**Text segment:**
BEGIN

Important Updates for University Retirement Plans in 2026
The new year brings a series of meaningful updates to university retirement plans, particularly for employees participating in 403(b) and 457(b) plans. Many of these changes stem from the SECURE 2.0 Act, which is designed to modernize retirement savings rules, expand access, and encourage long‑term accumulation, especially for individuals nearing retirement.
Here’s a concise breakdown of several major updates you should be aware of, including contribution limits, Roth requirements, and special planning opportunities.
403(b) and 457(b): A Quick Review
University employees commonly have access to two supplemental retirement plans, including a 403(b) plan and a 457(b) deferred compensation plan.
A 403(b) plan is a tax-advantaged defined contribution plan for employees of public schools, universities, hospitals, and nonprofits. Investment options typically include mutual funds and annuity contracts.
Another option is a 457(b) deferred compensation plan, which is offered to many public university employees and some nonprofit workers. The plan allows deferral of a separate set of contributions in addition to 403(b) limits. It may also offer penalty-free withdrawals upon separation from service at any age (though income tax still applies for pre-tax balances). Contributing to both plans can potentially increase total retirement savings.
2026 Contribution Limits
- Employee elective deferrals for 403(b) and 457(b): Employees can now defer up to $24,500 to these plans. This is up from the $23,500 limit in 2025.
- Age 50 and older catch‑up contributions: Those age 50 and above can contribute an additional $8,000, an increase from the $7,500 limit in 2025.
Because 403(b) and 457(b) plans have separate contribution limits, employees who use both accounts can potentially increase their tax‑advantaged savings each year. Not all 457(b) plans allow additional contribution amounts. Be sure to confirm with your plan sponsor or benefits team.

END

Point-per-instance localization data
BEGIN

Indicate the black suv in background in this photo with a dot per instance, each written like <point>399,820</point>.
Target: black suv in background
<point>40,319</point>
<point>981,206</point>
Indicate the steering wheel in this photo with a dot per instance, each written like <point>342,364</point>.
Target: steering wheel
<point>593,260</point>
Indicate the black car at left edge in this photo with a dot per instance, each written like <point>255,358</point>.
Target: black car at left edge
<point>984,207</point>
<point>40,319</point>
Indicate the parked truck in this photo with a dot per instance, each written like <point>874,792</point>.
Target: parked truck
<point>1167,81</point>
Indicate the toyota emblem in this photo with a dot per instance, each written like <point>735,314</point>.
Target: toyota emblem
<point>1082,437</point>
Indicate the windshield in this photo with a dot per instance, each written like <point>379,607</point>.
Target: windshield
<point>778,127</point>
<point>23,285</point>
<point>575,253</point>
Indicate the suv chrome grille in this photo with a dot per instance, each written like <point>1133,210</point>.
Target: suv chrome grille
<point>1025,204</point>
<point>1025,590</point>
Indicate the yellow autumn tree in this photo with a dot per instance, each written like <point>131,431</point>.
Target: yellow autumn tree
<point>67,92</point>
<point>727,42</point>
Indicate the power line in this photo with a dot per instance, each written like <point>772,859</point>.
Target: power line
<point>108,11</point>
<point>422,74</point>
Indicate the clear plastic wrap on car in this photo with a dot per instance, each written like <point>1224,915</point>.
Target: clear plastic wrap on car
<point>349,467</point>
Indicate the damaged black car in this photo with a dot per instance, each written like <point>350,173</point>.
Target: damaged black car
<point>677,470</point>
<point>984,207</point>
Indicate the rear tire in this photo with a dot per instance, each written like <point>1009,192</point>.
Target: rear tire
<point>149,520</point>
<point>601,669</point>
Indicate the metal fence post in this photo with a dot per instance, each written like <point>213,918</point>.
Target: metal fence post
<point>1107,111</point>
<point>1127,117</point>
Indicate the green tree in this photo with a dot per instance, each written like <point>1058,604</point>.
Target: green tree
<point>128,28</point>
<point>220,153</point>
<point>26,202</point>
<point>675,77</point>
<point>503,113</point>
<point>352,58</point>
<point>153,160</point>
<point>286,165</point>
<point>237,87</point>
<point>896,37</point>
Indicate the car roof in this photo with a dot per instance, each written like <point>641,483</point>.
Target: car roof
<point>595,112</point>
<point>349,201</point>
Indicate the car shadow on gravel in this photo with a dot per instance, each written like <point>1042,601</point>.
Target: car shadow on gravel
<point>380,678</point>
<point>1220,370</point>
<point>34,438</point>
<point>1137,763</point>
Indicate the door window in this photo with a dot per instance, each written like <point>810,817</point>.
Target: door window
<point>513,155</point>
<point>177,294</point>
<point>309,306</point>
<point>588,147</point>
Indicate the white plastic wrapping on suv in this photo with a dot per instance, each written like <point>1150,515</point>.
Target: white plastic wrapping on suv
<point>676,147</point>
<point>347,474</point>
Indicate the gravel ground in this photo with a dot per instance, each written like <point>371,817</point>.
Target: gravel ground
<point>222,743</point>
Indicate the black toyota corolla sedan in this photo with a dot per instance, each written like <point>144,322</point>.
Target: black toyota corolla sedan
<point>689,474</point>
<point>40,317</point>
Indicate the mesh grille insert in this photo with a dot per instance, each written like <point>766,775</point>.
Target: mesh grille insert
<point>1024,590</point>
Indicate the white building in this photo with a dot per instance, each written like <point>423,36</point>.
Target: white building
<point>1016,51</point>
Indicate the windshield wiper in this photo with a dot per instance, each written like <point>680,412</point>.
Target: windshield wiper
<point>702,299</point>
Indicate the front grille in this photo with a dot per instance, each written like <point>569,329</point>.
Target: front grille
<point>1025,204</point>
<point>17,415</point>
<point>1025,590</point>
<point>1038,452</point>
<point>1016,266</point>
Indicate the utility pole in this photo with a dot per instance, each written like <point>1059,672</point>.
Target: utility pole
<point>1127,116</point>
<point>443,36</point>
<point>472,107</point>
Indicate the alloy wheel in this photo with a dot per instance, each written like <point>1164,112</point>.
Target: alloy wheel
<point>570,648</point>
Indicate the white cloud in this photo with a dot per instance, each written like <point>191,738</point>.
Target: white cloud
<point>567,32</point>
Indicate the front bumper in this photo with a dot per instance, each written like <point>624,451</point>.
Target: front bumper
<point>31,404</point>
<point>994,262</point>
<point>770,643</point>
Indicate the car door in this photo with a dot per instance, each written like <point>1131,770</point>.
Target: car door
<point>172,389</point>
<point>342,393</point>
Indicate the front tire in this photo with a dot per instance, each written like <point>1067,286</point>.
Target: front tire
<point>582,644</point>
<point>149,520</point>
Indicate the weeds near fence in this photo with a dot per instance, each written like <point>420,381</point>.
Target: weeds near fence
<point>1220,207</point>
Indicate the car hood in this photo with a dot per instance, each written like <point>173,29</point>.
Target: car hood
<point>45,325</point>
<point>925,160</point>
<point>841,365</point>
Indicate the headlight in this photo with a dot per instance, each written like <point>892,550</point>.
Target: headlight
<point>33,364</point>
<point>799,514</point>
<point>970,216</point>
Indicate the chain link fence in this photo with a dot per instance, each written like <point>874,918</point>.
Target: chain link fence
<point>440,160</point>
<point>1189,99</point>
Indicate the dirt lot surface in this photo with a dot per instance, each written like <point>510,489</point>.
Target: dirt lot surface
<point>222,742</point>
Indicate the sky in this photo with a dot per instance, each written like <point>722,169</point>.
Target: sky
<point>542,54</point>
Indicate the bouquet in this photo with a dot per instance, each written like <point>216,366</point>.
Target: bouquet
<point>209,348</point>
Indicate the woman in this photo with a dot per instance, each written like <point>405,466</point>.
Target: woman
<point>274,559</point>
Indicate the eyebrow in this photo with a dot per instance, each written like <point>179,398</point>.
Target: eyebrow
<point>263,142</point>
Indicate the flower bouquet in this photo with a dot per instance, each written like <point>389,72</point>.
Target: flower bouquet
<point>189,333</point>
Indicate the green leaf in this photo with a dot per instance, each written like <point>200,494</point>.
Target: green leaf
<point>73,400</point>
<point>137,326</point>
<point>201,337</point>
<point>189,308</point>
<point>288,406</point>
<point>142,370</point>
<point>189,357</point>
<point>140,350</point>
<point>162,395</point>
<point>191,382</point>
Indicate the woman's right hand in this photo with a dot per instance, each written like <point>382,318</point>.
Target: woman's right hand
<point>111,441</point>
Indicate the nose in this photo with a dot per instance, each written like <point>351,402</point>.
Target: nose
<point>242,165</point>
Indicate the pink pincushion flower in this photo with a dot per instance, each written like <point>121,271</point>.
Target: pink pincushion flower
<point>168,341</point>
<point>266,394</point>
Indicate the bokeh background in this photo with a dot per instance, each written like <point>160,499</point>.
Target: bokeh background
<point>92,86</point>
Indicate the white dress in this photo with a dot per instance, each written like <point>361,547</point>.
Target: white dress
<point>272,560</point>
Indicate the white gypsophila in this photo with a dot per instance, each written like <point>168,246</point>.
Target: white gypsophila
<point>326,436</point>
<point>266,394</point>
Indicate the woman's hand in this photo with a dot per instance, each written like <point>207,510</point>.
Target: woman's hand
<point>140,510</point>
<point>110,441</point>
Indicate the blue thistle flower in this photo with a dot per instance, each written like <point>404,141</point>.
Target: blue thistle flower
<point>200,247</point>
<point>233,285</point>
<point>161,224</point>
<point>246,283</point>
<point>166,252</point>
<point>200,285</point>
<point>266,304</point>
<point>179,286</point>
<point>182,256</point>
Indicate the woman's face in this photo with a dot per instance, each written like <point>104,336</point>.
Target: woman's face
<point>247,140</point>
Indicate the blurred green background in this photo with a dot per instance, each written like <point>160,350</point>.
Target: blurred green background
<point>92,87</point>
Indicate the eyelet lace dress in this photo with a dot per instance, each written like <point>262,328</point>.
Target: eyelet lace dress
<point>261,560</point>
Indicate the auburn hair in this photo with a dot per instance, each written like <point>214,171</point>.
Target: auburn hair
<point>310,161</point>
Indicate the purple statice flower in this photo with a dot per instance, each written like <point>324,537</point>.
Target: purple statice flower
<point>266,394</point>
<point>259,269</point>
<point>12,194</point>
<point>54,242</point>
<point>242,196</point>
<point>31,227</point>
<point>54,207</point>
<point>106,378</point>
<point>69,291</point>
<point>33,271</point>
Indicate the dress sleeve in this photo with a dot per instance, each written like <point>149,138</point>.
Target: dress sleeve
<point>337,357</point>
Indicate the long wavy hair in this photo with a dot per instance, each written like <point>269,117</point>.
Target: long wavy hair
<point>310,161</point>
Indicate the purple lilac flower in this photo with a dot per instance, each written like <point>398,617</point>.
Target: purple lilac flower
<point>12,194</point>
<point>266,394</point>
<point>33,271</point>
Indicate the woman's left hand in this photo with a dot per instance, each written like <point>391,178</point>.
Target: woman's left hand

END

**Problem set:**
1/ According to the article on 2026 university retirement plan updates, what additional amount may employees age 50 and older contribute in 2026?
2/ Using the article on 2026 university retirement plan updates, explain why employees who use both a 403(b) and a 457(b) plan can potentially increase their tax-advantaged savings each year.

**Solutions to each task:**
1/ An additional $8,000, up from $7,500 in 2025.

2/ The two plans have separate contribution limits, so a 457(b) plan allows deferral of a separate set of contributions in addition to 403(b) limits. However, not all 457(b) plans allow additional contribution amounts.